Material for this task section start

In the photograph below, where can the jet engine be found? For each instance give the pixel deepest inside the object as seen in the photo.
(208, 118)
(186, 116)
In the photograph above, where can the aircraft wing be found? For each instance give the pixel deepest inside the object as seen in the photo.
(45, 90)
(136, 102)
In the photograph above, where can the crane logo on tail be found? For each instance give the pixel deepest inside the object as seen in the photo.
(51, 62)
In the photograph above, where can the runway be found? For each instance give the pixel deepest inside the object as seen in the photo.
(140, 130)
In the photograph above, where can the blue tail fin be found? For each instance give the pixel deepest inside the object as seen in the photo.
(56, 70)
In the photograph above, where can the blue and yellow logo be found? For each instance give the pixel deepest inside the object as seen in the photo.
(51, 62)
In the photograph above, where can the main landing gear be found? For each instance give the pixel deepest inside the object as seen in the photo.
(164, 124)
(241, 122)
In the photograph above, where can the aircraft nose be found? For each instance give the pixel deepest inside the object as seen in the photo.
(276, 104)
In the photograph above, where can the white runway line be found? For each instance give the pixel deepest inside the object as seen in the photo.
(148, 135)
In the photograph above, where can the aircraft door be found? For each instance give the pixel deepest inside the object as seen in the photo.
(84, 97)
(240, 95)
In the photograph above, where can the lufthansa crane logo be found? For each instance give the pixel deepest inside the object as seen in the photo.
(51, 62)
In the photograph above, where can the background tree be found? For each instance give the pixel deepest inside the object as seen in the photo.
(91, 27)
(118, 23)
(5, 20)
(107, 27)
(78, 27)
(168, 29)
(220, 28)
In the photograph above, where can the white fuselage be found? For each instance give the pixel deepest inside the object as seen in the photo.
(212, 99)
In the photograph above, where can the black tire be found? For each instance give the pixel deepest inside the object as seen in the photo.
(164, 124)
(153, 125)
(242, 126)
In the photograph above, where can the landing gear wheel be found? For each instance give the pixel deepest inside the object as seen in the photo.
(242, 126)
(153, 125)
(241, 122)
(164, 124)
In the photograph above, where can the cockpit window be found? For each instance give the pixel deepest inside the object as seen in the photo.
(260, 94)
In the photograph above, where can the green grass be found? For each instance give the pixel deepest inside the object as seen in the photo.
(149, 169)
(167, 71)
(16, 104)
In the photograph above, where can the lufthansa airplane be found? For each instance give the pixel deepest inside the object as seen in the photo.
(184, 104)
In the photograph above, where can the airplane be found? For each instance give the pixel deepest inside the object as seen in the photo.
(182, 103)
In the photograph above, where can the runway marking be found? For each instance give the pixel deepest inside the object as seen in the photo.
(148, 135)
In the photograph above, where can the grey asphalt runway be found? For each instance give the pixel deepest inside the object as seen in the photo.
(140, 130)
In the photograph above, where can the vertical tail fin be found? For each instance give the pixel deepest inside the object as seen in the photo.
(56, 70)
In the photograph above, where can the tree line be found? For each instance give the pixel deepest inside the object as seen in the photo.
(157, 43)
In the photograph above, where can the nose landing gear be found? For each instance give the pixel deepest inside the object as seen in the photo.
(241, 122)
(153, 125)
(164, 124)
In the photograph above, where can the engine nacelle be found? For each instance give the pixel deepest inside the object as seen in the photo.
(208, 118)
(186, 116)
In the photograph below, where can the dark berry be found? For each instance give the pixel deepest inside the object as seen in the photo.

Material for this task section end

◆ What this task involves ◆
For this exercise, output the entries above exactly as written.

◆ Your solution ◆
In the photograph below, where can the jet engine be found? For each instance give the pixel deepest inside the object as seen in the photo.
(208, 118)
(186, 116)
In the photograph above, where can the aircraft wing be found? For each instance give the pixel deepest inside the object as seen in the photo.
(45, 90)
(136, 102)
In the photograph above, where can the crane logo on tail be found? For each instance give the pixel deepest inside the object as seen in the photo.
(51, 62)
In the photograph above, where can the runway be found? For each instance give the pixel deepest inside the object as seen in the photo.
(140, 130)
In the photograph above, where can the blue tail fin be found? For each instance give the pixel deepest inside the object as seen in the photo.
(56, 70)
In the photograph above, where can the blue and yellow logo be found? For each instance give the pixel deepest inside the object as seen in the photo.
(51, 62)
In the photograph above, where can the main landing gear be found? For each instance give the pixel deepest inside the object as seen in the photo.
(164, 124)
(241, 122)
In the photograph above, where can the aircraft nose be found? For each instance give the pixel deepest inside the object as seen in the photo.
(276, 104)
In the photograph above, where can the white runway line be found? For each instance give the pixel deepest inside the object as seen in the photo.
(148, 135)
In the photograph above, where can the aircraft door be found? For each instance give the pixel deepest inside the object as seen in the photo.
(84, 97)
(240, 95)
In the photograph above, where can the lufthansa crane logo be found? For each instance give the pixel deepest inside the object as seen in the photo.
(51, 62)
In the photograph above, where can the background tree be found? For each instance give the pixel deepest inside the object as seen in the photo.
(91, 27)
(118, 23)
(5, 20)
(107, 27)
(78, 27)
(168, 29)
(220, 28)
In the photograph above, where can the white fuselage be found? For each instance give the pixel deepest inside the object as seen in the photo.
(212, 99)
In the photograph above, where can the black tire be found? For each instance give the pixel deepest inside the object as seen in the photo.
(164, 124)
(153, 125)
(242, 126)
In the photograph above, where can the landing gear wheel be found? For each instance give the pixel deepest inside the object as seen in the photo.
(242, 126)
(153, 125)
(241, 122)
(164, 124)
In the photograph above, where can the cockpit window be found? For each instance give the pixel deepest inside the object as seen in the photo.
(260, 94)
In the photograph above, where can the green grass be found? For each instance give the pixel deepest inside the object as seen in the photo.
(149, 169)
(167, 71)
(16, 104)
In the photograph above, where can the lufthansa airplane be found? For each instance give the pixel deepest inside the object as seen in the photo.
(184, 104)
In the photograph above, where can the airplane be found? For each instance give the pixel deepest inside the object as seen in the photo.
(182, 103)
In the photograph above, where can the runway marking be found? For each instance give the pixel deepest inside the object as seen in the photo.
(148, 135)
In the photograph above, where can the grey asphalt runway be found? For each instance give the pixel deepest inside the object as seen in the photo.
(140, 130)
In the photograph above, where can the vertical tail fin be found? For each instance give the pixel deepest inside the object as seen in the photo.
(56, 70)
In the photograph above, where can the tree line be found? For each instance give the pixel deepest inside the object as seen in the photo.
(157, 43)
In the photograph above, where can the nose landing gear be found? For each instance give the pixel deepest inside the object as seen in the photo.
(241, 122)
(153, 125)
(164, 124)
In the photograph above, where can the engine nacelle be found? For each instance give the pixel deepest inside the object as seen in the photo.
(208, 118)
(186, 116)
In the photograph below, where can the dark berry be found? For each instance give the pixel deepest inside the object as seen in the photo.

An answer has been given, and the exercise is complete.